## EXERCISE INPUT
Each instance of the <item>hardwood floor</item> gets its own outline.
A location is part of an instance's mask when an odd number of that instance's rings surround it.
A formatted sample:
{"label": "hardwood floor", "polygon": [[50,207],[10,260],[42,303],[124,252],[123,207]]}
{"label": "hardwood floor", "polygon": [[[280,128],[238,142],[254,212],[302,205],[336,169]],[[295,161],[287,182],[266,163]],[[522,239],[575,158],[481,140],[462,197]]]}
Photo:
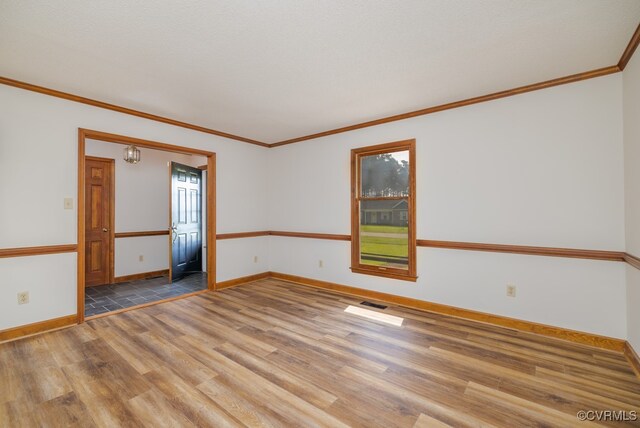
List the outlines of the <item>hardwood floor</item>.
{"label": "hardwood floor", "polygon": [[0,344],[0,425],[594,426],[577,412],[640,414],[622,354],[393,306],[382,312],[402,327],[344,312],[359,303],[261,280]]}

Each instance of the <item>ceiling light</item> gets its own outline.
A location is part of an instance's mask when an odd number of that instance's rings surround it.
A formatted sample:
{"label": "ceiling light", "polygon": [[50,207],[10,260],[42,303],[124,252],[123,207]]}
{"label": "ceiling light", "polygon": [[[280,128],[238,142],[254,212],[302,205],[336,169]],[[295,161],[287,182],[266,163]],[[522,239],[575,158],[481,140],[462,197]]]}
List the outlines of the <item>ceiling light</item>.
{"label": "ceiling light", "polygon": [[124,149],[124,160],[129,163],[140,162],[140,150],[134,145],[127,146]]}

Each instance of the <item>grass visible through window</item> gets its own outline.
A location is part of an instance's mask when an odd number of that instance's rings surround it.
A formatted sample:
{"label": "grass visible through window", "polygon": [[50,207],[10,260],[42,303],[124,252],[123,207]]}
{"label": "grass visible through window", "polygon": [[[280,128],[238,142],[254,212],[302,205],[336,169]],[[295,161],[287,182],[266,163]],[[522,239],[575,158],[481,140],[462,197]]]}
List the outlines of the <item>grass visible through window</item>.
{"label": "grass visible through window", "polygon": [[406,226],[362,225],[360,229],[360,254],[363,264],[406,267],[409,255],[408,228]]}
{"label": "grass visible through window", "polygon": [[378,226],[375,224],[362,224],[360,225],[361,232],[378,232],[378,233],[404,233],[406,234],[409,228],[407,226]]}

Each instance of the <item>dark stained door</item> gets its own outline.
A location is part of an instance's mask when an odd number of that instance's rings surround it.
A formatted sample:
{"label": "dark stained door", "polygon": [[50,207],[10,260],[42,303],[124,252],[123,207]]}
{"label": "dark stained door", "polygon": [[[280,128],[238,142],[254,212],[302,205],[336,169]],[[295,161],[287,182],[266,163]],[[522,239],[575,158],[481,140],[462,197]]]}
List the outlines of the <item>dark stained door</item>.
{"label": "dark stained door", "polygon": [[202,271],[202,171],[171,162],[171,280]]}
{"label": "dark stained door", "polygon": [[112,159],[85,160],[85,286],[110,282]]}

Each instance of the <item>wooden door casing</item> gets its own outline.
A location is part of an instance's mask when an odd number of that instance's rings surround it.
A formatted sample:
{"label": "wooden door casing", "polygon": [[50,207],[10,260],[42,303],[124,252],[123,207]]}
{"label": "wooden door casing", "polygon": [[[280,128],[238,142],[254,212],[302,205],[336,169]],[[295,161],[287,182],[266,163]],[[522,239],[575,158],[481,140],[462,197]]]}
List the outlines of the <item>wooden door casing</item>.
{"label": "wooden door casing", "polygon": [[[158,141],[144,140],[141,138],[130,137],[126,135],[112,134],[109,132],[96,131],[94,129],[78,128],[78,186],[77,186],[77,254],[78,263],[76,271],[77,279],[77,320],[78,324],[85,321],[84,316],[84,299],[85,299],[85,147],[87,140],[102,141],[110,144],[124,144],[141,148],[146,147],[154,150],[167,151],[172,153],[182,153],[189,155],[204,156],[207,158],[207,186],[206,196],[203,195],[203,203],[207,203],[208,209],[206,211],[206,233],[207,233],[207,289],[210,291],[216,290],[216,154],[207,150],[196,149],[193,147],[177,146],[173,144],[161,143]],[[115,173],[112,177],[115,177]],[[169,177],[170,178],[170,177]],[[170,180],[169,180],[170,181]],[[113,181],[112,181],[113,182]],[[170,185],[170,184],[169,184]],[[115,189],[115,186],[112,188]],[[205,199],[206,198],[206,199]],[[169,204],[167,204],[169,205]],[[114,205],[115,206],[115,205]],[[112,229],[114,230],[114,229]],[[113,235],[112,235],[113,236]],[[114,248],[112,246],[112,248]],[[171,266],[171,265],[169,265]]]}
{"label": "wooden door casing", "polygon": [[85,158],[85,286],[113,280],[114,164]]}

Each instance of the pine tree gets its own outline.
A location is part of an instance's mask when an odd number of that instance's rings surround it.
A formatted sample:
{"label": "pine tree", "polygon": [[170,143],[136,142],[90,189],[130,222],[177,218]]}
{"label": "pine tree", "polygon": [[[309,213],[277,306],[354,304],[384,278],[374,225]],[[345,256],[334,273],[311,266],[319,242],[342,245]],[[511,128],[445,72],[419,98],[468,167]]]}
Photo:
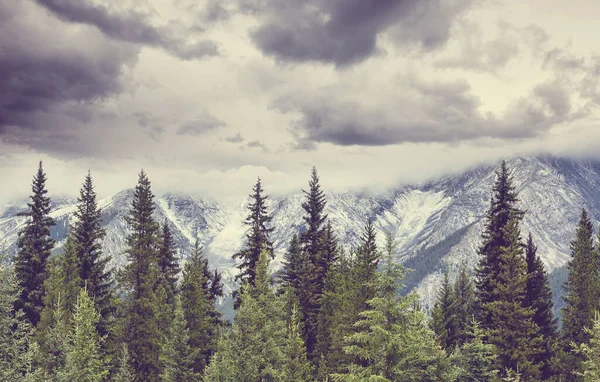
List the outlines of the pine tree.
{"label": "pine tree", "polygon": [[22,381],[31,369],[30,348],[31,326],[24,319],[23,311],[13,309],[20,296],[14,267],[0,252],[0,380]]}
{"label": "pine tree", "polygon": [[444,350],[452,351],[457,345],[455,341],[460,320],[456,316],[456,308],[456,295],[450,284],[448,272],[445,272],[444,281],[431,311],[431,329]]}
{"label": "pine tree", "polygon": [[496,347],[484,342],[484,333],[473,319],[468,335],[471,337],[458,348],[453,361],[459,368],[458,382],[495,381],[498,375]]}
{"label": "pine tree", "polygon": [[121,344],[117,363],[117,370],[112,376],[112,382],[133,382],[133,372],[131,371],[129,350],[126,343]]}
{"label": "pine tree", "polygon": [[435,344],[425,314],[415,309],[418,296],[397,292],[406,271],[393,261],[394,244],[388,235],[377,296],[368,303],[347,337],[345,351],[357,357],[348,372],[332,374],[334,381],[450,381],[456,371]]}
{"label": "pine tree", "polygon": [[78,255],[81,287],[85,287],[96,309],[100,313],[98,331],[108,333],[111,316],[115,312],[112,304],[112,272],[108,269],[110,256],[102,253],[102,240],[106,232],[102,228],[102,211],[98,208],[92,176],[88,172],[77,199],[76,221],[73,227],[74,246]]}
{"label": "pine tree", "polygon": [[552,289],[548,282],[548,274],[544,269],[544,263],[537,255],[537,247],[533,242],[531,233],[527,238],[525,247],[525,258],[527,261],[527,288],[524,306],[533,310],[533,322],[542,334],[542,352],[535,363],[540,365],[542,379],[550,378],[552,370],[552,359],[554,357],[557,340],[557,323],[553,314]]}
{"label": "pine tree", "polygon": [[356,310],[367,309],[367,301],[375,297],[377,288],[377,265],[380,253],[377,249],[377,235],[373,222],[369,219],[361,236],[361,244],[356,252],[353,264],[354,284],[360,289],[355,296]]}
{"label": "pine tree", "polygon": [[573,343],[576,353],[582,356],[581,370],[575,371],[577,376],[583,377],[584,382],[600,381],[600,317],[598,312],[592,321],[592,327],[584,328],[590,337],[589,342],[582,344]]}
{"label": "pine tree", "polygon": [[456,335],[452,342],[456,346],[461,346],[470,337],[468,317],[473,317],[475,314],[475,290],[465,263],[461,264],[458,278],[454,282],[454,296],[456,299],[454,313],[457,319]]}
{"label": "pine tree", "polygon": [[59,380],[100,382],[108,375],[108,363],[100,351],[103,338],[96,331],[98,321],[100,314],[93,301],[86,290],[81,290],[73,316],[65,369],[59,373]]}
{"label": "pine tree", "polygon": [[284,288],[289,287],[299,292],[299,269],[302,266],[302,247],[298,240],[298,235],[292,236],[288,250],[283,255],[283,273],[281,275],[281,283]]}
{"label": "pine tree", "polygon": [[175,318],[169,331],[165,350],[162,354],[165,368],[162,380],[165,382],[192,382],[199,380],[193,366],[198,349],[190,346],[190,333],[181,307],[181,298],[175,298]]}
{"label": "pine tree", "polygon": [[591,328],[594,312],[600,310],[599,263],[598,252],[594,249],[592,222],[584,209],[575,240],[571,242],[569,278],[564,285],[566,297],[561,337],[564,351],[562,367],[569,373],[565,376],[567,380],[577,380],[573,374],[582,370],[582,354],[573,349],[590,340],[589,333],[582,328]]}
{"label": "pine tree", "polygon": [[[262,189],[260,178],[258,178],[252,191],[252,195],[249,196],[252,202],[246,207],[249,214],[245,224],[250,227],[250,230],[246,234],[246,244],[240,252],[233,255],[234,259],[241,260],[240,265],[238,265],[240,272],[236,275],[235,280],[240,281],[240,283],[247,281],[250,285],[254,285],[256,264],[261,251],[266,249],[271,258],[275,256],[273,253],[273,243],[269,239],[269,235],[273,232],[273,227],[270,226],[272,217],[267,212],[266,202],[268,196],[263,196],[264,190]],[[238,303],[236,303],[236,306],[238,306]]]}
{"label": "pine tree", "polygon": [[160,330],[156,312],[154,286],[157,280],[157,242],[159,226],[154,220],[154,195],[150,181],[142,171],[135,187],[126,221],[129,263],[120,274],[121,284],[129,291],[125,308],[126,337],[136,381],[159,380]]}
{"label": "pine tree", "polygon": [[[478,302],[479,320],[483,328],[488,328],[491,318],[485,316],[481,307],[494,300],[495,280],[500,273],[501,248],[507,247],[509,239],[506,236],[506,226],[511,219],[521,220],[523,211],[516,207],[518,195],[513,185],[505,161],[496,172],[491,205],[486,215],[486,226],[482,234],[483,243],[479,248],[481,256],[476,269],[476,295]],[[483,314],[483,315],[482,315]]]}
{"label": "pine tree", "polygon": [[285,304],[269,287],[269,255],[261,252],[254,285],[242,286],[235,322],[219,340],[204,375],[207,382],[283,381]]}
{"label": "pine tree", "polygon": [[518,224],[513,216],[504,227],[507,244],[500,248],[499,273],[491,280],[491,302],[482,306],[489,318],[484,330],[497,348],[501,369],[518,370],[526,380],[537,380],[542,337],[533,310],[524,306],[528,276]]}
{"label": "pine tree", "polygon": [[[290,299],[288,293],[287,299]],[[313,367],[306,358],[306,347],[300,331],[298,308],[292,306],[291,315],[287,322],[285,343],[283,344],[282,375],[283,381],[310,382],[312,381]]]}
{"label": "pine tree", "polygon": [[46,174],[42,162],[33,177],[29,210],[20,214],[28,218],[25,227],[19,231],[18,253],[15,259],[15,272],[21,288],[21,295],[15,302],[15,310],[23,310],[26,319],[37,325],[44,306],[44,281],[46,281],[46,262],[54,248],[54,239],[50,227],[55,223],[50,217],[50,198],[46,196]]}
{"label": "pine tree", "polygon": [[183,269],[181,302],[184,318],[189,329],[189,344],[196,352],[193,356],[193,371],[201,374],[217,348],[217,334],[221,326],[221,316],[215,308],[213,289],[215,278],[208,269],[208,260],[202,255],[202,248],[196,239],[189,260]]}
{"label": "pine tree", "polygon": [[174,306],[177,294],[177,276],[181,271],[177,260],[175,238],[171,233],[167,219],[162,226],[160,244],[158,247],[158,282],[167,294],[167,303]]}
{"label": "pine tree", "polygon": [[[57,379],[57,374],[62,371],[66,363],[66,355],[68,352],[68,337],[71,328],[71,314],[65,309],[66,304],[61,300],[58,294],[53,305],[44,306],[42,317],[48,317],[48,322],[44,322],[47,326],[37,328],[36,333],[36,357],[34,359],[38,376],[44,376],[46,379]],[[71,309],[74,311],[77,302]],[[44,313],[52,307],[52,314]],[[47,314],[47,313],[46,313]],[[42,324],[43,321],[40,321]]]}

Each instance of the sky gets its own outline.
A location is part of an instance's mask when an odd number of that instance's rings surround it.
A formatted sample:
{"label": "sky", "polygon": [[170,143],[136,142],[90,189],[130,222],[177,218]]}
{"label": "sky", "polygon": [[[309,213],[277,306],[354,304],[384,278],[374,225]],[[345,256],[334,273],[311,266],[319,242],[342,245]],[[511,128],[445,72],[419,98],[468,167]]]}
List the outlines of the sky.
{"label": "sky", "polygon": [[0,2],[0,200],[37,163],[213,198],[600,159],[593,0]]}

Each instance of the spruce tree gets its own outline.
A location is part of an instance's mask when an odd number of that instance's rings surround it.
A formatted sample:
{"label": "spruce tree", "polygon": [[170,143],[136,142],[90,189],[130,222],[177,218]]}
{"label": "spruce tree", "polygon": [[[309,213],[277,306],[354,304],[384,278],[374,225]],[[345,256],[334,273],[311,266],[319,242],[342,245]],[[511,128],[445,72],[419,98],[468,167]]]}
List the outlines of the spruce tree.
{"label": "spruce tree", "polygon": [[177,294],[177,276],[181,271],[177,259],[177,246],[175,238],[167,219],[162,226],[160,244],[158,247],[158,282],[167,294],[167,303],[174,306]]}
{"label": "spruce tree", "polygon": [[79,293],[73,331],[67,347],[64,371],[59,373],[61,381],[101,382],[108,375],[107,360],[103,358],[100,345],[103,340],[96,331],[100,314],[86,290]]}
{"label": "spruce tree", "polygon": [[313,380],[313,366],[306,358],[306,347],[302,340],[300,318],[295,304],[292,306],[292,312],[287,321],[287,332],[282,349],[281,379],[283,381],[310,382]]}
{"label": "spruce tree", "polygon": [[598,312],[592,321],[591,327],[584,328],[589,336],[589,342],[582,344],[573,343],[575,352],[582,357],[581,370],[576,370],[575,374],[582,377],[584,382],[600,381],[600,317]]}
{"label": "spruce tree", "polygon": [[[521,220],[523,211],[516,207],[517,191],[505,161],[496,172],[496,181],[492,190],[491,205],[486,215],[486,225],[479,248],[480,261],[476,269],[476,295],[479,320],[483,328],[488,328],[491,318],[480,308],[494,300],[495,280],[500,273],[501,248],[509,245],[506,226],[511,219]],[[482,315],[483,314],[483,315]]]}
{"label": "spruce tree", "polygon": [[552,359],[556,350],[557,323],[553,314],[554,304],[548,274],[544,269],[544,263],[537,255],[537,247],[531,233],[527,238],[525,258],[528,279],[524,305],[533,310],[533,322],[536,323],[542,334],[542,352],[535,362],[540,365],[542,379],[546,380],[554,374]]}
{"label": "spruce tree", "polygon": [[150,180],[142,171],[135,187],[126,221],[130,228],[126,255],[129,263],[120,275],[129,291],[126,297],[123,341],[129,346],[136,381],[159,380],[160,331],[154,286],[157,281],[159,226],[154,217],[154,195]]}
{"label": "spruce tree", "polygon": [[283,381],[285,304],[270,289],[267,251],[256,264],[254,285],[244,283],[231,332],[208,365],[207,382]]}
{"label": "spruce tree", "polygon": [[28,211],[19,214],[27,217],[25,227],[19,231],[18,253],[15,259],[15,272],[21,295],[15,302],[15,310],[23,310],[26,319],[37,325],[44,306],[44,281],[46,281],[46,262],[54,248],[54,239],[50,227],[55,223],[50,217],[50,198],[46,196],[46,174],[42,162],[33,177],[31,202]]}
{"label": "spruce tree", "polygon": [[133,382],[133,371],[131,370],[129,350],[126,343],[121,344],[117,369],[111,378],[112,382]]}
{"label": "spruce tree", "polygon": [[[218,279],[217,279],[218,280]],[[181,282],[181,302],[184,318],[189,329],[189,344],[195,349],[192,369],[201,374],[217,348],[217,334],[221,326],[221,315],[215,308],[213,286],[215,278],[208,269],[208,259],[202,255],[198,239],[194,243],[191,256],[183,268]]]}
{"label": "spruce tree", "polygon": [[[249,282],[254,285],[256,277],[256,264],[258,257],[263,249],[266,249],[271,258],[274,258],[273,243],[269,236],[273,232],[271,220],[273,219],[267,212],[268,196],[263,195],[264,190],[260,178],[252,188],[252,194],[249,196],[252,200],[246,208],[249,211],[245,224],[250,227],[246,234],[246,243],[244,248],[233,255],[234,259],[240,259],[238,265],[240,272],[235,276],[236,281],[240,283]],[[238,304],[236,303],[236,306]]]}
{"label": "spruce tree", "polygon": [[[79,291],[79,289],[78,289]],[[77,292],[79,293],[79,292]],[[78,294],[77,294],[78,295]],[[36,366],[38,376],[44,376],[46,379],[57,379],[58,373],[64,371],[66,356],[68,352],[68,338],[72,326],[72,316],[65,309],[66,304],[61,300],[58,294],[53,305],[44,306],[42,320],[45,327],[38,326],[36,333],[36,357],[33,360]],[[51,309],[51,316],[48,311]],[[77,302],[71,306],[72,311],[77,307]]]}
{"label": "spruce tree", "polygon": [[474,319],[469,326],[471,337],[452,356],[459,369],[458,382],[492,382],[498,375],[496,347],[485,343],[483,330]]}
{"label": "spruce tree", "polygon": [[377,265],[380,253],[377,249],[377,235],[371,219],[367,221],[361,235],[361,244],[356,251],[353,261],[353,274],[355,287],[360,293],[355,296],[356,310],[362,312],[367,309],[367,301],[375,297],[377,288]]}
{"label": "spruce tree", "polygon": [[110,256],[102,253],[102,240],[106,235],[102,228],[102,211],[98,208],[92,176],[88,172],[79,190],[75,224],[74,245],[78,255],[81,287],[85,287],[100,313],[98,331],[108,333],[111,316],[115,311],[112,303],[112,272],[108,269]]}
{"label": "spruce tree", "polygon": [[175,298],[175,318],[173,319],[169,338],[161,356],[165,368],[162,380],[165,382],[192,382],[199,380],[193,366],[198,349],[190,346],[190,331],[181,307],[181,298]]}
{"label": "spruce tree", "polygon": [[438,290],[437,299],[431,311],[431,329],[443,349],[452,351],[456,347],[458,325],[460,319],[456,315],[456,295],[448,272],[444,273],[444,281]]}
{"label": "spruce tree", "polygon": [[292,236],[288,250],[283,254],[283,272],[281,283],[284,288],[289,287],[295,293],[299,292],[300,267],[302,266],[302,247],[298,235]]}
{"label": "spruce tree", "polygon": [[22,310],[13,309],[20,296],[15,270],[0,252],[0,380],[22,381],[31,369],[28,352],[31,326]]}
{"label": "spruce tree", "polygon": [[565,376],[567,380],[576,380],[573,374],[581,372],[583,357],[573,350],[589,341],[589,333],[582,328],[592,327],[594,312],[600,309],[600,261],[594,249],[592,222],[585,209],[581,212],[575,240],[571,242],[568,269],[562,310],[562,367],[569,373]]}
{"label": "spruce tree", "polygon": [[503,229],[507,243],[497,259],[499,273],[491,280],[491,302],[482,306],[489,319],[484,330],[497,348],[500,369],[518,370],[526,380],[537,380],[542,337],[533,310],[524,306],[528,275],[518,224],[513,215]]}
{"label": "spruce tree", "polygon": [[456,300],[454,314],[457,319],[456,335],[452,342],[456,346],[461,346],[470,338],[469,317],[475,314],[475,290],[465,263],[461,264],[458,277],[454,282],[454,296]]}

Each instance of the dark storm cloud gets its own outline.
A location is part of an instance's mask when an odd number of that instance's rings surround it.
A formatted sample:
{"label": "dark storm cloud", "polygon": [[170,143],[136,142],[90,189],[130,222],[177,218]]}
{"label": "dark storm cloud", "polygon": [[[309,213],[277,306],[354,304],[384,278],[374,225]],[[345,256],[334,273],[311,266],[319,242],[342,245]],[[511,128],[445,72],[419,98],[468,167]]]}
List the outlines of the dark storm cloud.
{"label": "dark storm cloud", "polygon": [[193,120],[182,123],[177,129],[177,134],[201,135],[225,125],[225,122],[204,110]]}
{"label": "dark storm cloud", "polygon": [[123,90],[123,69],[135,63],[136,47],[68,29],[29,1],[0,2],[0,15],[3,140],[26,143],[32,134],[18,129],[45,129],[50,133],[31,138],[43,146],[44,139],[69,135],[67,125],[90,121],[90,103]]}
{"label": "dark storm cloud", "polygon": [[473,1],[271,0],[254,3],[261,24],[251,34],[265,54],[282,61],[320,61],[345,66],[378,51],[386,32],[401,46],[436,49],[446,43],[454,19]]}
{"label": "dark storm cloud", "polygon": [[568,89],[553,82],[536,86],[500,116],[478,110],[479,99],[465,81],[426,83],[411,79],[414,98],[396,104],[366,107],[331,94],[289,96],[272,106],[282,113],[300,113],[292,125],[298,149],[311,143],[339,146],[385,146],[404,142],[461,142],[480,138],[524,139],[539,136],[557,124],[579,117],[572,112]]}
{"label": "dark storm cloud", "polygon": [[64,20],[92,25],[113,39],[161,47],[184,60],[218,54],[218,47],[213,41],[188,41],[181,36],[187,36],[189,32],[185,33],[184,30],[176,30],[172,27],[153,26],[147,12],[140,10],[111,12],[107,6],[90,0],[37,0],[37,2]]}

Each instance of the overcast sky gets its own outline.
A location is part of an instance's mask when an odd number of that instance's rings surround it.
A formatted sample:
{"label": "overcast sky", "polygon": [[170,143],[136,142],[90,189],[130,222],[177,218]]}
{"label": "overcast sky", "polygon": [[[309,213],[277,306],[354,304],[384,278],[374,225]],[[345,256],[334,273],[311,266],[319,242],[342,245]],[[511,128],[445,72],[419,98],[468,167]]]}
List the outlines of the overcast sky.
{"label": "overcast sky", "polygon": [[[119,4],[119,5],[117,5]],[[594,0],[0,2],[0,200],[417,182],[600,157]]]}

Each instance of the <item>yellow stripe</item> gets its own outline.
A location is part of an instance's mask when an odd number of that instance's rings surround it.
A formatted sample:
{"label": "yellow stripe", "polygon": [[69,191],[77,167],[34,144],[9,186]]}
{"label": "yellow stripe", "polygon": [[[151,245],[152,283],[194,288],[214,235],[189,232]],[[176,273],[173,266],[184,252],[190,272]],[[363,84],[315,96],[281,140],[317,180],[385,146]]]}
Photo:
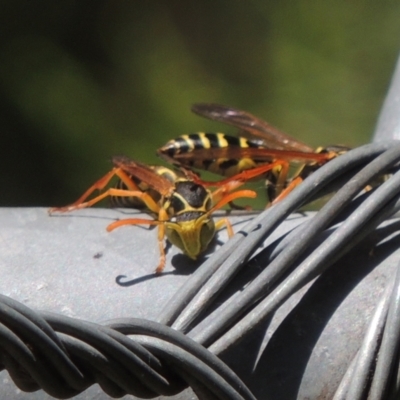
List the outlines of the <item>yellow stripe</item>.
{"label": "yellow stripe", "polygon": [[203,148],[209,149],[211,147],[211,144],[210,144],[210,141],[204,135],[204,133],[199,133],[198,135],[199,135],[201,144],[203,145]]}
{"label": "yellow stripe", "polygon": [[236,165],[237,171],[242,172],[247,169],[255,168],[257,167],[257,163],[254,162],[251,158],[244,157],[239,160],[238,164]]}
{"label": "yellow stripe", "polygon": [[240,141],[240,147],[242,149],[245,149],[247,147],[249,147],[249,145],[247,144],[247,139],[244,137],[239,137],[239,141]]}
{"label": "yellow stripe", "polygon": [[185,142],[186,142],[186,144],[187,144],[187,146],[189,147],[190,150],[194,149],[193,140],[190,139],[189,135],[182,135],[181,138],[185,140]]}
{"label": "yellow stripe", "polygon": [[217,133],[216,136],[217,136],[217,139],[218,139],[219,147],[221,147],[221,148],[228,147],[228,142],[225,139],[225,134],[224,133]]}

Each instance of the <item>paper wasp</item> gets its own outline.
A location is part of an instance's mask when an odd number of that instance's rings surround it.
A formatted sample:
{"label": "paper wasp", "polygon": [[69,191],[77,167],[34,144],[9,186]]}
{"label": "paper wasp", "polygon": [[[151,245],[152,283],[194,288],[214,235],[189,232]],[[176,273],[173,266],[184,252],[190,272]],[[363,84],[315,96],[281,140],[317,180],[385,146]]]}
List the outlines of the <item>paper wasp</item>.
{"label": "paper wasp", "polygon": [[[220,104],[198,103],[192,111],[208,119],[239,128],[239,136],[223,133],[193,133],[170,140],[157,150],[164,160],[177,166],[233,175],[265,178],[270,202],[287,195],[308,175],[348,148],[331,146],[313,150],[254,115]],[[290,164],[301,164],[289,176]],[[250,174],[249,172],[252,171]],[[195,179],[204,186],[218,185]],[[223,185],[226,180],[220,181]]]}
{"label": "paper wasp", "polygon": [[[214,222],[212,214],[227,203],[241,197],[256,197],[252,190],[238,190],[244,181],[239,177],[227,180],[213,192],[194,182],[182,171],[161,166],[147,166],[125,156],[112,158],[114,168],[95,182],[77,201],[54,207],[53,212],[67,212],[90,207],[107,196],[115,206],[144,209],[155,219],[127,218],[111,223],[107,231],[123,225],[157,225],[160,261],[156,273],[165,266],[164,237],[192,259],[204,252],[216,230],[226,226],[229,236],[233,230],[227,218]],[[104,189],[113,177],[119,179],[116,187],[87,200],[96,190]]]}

## TASK TO CARRY OUT
Include the first line of the records, the line containing "Each instance of the <item>grass", and every line between them, repeated exactly. Skip the pictures.

## REPLY TO THE EXERCISE
Each instance of the <item>hardwood floor</item> gets its own outline.
A location is part of an instance's mask when an odd number of that instance's rings surround it.
A formatted sample:
{"label": "hardwood floor", "polygon": [[50,207],[10,260],[42,303],[124,252],[123,207]]}
{"label": "hardwood floor", "polygon": [[[280,128],[238,142],[254,212],[302,205],[336,169]],[[295,161],[287,182],[266,163]],[[522,239],[575,158],[481,140],[462,197]]]}
Photo:
List the outlines of the <item>hardwood floor</item>.
{"label": "hardwood floor", "polygon": [[0,344],[0,425],[594,426],[577,412],[640,414],[622,354],[393,306],[382,312],[402,327],[344,312],[359,303],[261,280]]}

Each instance of the <item>ceiling light</item> gets its own outline.
A location is part of an instance's mask when an odd number of that instance's rings surround it.
A formatted sample:
{"label": "ceiling light", "polygon": [[50,207],[10,260],[42,303],[124,252],[123,207]]}
{"label": "ceiling light", "polygon": [[[280,128],[238,142],[254,212],[302,205],[336,169]],[[295,161],[287,182],[266,163]],[[522,239],[575,158],[481,140],[462,197]]]}
List the outlines of the <item>ceiling light</item>.
{"label": "ceiling light", "polygon": [[124,149],[124,160],[129,163],[140,162],[140,150],[134,145],[127,146]]}

Each instance of the <item>grass visible through window</item> gets its own outline.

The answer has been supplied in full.